** start of Recorded information **

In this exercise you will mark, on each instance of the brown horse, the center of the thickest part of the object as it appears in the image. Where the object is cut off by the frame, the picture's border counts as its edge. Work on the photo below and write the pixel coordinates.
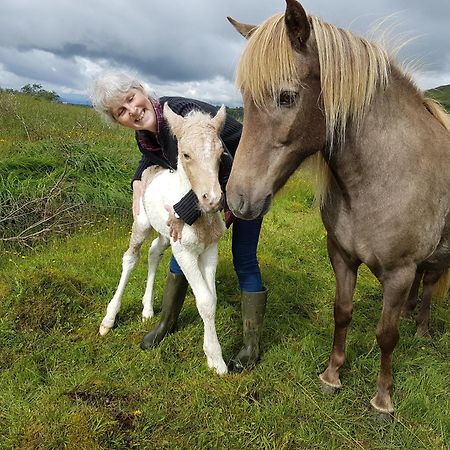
(312, 88)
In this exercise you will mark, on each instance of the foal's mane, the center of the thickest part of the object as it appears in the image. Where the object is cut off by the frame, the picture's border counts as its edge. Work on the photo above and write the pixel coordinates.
(351, 70)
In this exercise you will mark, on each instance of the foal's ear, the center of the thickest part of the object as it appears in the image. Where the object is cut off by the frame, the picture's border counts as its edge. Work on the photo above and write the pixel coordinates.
(174, 120)
(297, 24)
(242, 28)
(218, 121)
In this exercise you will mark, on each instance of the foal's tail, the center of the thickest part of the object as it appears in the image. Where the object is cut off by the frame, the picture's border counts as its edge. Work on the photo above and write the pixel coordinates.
(442, 286)
(437, 110)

** end of Recorded information **

Aim :: Please print the whole listing above word for word, leaving the pictures out.

Answer to the task ::
In this exercise you will mark, on each instance of the brown horse, the center of the thickest part of the object as it appears in the image. Where the object is cut off by the frame, the picture's border counts as its edge. Work on the photo below and write the pixel coordinates.
(312, 88)
In this exercise you will mark, on each instance of the foal's mane, the center of the thickest part of the object as it appears in the image. Where the object is cut off by the frame, the picture's border counts as its edge. Work on the photo above and write the pixel coordinates.
(351, 70)
In this exercise you will mark, on each instance of the foal's ear, the center of the thickest part of the object as it appears in the image. Where the object is cut off by the frame, the picture's border counts as its edge. Work on the photo above and write the pixel coordinates.
(174, 120)
(297, 24)
(242, 28)
(218, 121)
In this exercise you will mark, on each instance of the foal's tail, the center of the thickest part of the object as it appears in the image. Where the object is cut off by the frame, the picture's border counts as its edge. Work on the photo above and write the pixel coordinates.
(442, 286)
(437, 110)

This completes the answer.